── Passage ──
Imaging metastatic bone disease from carcinoma of the prostate

Abstract

Imaging bone metastases from prostate cancer presents several challenges. The lesions are usually sclerotic and appear late on the conventional X-ray. Bone scintigraphy is the mainstay of lesion detection, but is often not suitable for assessment of treatment response, particularly because of a 'flare' phenomenon after therapy. Magnetic resonance imaging is increasingly used in assessment, and newer techniques allow quantitation. In addition to (18)F-fluorodeoxyglucose ((18)FDG), newer PET isotopes are also showing promise in lesion detection and response assessment. This article reviews the available imaging modalities for evaluating prostatic bony metastases, and links them to the underlying pathological changes within bone lesions.
───
── Data supplied ──
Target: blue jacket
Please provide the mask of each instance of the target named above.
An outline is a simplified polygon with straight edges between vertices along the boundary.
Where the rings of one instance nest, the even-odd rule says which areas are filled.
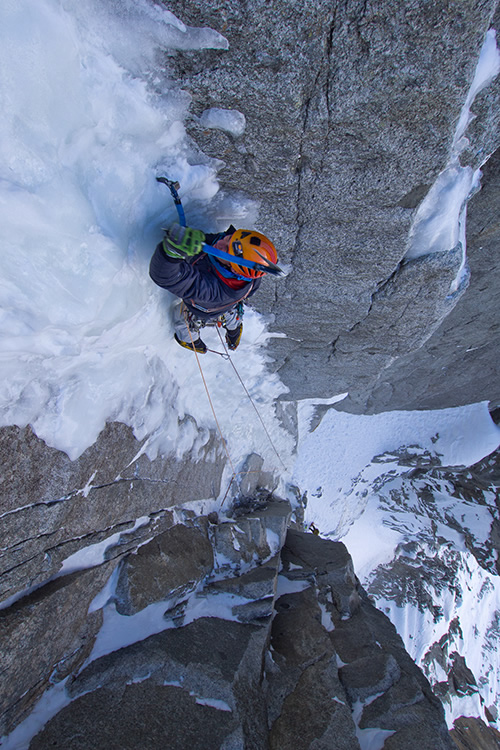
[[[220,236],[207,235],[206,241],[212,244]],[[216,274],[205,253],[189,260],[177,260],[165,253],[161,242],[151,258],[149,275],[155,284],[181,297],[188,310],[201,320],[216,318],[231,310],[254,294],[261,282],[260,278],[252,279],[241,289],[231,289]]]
───
── Data supplied ──
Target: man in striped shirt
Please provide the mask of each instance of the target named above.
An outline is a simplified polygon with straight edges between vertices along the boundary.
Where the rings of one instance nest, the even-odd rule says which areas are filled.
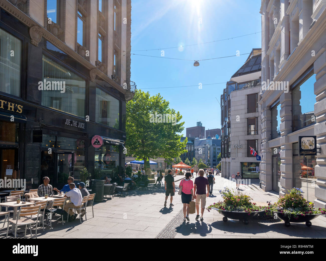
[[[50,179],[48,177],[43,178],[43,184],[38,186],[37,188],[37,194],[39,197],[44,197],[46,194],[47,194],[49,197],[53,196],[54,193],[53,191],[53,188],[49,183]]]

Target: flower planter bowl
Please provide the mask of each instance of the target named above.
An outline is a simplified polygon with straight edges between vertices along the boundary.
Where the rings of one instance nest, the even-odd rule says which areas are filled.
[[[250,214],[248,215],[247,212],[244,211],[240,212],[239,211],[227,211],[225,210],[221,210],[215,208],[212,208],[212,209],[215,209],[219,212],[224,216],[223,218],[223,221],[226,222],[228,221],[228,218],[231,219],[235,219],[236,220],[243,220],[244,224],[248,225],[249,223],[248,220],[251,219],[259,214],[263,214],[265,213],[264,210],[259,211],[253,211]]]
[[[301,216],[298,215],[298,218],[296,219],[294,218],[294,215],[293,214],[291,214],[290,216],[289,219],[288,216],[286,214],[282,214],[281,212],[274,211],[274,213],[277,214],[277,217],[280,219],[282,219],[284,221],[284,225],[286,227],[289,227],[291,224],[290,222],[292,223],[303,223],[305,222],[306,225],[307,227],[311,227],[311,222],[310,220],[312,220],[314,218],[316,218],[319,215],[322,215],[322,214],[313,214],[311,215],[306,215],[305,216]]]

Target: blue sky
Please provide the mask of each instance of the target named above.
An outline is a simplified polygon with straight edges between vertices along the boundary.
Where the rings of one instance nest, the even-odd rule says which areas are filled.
───
── Data supplied ──
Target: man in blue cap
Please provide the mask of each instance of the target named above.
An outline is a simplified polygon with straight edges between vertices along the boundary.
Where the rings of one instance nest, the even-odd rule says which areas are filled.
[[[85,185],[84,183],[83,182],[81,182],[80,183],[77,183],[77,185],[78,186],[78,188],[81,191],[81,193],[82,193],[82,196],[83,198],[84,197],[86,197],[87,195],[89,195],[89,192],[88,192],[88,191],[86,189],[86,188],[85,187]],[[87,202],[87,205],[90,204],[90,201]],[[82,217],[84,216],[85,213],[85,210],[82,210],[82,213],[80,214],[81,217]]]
───
*Tasks to carry out*:
- A) In the abstract, copy word for word everything from "Imaging bone metastases" down to "within bone lesions.".
- B) Rewrite the abstract's paragraph beginning "Imaging bone metastases from prostate cancer" as a short bulleted list that keeps its main facts.
- C) Answer these questions from the abstract:
(i) What are the lesions usually like?
(ii) What is the mainstay of lesion detection?
(iii) Besides (18)FDG, what is showing promise for lesion detection and response assessment?
The rows play no part in this work.

*Exercise solutions*:
- A)
Imaging bone metastases from prostate cancer presents several challenges. The lesions are usually sclerotic and appear late on the conventional X-ray. Bone scintigraphy is the mainstay of lesion detection, but is often not suitable for assessment of treatment response, particularly because of a 'flare' phenomenon after therapy. Magnetic resonance imaging is increasingly used in assessment, and newer techniques allow quantitation. In addition to (18)F-fluorodeoxyglucose ((18)FDG), newer PET isotopes are also showing promise in lesion detection and response assessment. This article reviews the available imaging modalities for evaluating prostatic bony metastases, and links them to the underlying pathological changes within bone lesions.

- B)
- Bone metastases from prostate cancer are hard to image.
- The lesions are usually sclerotic and appear late on a conventional X-ray.
- Bone scintigraphy is the main way to find lesions, but it often isn't suitable for judging treatment response, especially because of a "flare" phenomenon after therapy.
- MRI is used more and more, and newer techniques allow quantitation.
- Besides (18)FDG, newer PET isotopes show promise for finding lesions and judging response.
- The article reviews these imaging methods and links them to the pathological changes inside bone lesions.

- C)
(i) Sclerotic
(ii) Bone scintigraphy
(iii) Newer PET isotopes